◆ Material shown ◆
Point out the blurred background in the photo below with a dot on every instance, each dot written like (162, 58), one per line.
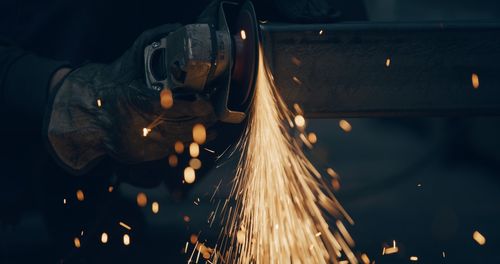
(427, 183)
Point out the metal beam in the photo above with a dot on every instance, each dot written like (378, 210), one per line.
(337, 70)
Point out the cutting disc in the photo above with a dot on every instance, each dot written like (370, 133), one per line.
(245, 47)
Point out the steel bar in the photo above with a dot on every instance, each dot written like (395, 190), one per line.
(386, 69)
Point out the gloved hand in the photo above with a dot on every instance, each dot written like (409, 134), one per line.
(101, 110)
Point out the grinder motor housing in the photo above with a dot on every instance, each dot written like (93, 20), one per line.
(218, 61)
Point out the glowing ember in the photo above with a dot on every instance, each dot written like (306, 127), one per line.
(195, 163)
(155, 207)
(179, 147)
(280, 197)
(76, 242)
(145, 131)
(332, 173)
(166, 98)
(300, 121)
(479, 238)
(199, 134)
(475, 81)
(141, 199)
(365, 258)
(346, 126)
(80, 196)
(104, 238)
(193, 238)
(194, 150)
(173, 160)
(126, 239)
(125, 225)
(189, 175)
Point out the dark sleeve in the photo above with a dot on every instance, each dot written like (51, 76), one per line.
(24, 80)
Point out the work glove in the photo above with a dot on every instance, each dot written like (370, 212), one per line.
(107, 110)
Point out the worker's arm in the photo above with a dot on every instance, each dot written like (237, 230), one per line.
(101, 110)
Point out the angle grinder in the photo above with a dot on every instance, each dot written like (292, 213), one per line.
(218, 61)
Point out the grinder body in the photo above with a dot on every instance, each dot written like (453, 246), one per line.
(203, 59)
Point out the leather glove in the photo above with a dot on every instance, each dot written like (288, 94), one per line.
(101, 110)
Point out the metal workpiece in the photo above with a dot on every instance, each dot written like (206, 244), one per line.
(386, 69)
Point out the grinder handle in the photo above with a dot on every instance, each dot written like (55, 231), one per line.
(149, 52)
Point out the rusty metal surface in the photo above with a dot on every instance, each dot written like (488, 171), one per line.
(342, 70)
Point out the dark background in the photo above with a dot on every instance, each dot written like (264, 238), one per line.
(381, 162)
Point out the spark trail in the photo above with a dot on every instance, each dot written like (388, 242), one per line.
(282, 204)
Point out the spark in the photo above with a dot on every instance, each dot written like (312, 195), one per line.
(145, 131)
(209, 150)
(155, 207)
(298, 109)
(76, 242)
(300, 121)
(365, 258)
(193, 238)
(277, 186)
(166, 98)
(475, 81)
(346, 126)
(126, 239)
(173, 160)
(199, 134)
(80, 196)
(189, 175)
(195, 163)
(141, 199)
(179, 147)
(332, 173)
(479, 238)
(104, 238)
(125, 225)
(194, 150)
(312, 138)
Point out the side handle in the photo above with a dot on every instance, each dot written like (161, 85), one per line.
(150, 57)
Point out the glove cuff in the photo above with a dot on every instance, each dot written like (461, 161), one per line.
(72, 135)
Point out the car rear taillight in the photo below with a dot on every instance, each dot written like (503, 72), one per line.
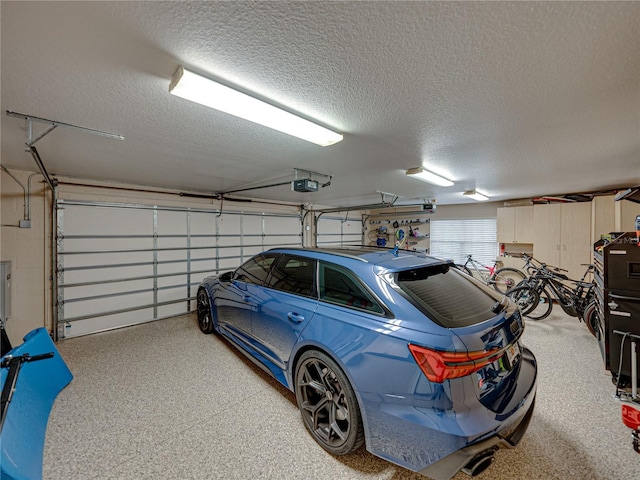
(439, 366)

◆ Instructions to follow ◆
Extract all the data above exactly, excluding every picture.

◆ Task answer ◆
Point out the blurred background in the photo below with a dot on every instance, each dot written like (162, 58), one per line.
(427, 183)
Point out the metal beam in the photo above with a dot on every instance, each dot written like (378, 210), one per line.
(337, 70)
Point out the cutting disc in the photo above with a dot on every instance, each dot written like (370, 133), one per line.
(245, 47)
Point out the steel bar in the photo above with a dot on every instance, each dot written like (395, 190), one per line.
(386, 69)
Point out the gloved hand in the photo above with a dot on every instance, each dot written like (409, 134), one per line.
(101, 110)
Point out the grinder motor housing in the photo above with a dot on every instance, each dot written like (93, 20), one per line.
(218, 61)
Point out the glowing ember in the photo above with a dot on every instance, each dot written like (306, 127), one per line.
(195, 163)
(155, 207)
(179, 147)
(280, 197)
(76, 242)
(145, 131)
(332, 173)
(166, 98)
(300, 121)
(479, 238)
(199, 134)
(475, 81)
(141, 199)
(365, 258)
(346, 126)
(80, 196)
(104, 238)
(193, 238)
(194, 150)
(173, 160)
(126, 239)
(125, 225)
(189, 175)
Point out the dark sleeve in the photo above with a dot on every instance, each dot written like (51, 76), one per line.
(24, 80)
Point out the work glove in the photo above with a dot on every instance, each dot written like (370, 212), one per line.
(107, 110)
Point out the worker's arm in the photo above with a dot on every instance, each dot written like (237, 230), one per line.
(101, 110)
Point out the angle grinder in the photo above with a dot on every instance, each dot written like (292, 213), one per line.
(218, 61)
Point out the grinder body in the photo above with a dot on every instance, each dot written like (453, 246), one per line.
(203, 59)
Point out the leather glove in the photo above with a dot on every instance, each dot written like (288, 94), one per line.
(101, 110)
Point out the metal workpiece in the photo above with a dot on every instance, each dot written like (206, 244), one per line.
(386, 69)
Point out the grinder handle in the photo above with a dot on every instance, each dot written like (55, 231), one per line.
(149, 52)
Point out the rusty metal surface in the photo above with a dot on every instance, each dot written like (488, 171), one per line.
(342, 70)
Point out the dark background in the photo above with a dot on every instance, each dot written like (264, 238), one per line.
(381, 162)
Point out the spark trail in the photo above with a dot on every instance, each dot written like (388, 242), one per line.
(282, 204)
Point out the spark in the photo above with a dot on every instance, each dot written like (312, 195), one per line.
(145, 131)
(209, 150)
(155, 207)
(298, 109)
(76, 242)
(300, 121)
(365, 258)
(193, 238)
(277, 186)
(166, 98)
(475, 81)
(346, 126)
(126, 239)
(173, 160)
(199, 134)
(80, 196)
(189, 175)
(195, 163)
(141, 199)
(179, 147)
(332, 173)
(479, 238)
(104, 238)
(125, 225)
(194, 150)
(312, 138)
Point out the side handle in the photo above with a dot on every instance, each dot written like (161, 85), one per line.
(150, 57)
Point out the glove cuff in the photo above with a dot on every instance, each dot written like (461, 161), one per line.
(72, 135)
Point out the car rear taillight in the photo below with a dot on every instance, each dot written like (503, 72), one per line.
(439, 366)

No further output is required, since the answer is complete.